Extracted records
*****
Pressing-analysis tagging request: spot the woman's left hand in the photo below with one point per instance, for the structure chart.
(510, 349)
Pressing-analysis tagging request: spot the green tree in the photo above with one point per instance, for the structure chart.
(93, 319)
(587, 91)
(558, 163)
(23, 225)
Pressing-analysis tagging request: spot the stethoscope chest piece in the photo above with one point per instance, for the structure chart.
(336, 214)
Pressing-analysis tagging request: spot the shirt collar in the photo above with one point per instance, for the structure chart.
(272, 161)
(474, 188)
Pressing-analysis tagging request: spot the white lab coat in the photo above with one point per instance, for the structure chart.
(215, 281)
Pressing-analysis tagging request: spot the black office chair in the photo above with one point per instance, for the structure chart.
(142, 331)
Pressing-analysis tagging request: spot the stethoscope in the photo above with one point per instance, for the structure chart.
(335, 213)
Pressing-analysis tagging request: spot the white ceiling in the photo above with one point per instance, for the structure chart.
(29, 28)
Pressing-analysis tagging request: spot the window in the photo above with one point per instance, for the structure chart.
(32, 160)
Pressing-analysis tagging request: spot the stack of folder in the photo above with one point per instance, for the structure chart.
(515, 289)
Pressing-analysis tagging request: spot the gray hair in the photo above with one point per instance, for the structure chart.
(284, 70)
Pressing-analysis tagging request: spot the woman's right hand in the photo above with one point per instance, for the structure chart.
*****
**Requirement**
Reproduce exactly the line that contains "Pressing-analysis tagging request: spot the gray" together with each line after it to the end of the entries; include no other lines.

**Response to the exercise**
Pressing-analysis tagging request: spot the gray hair in the photo above with one point per instance, for the structure chart.
(284, 70)
Pressing-analysis tagging request: spot the woman's right hand in the photo above with one point per instance, for the structure chart.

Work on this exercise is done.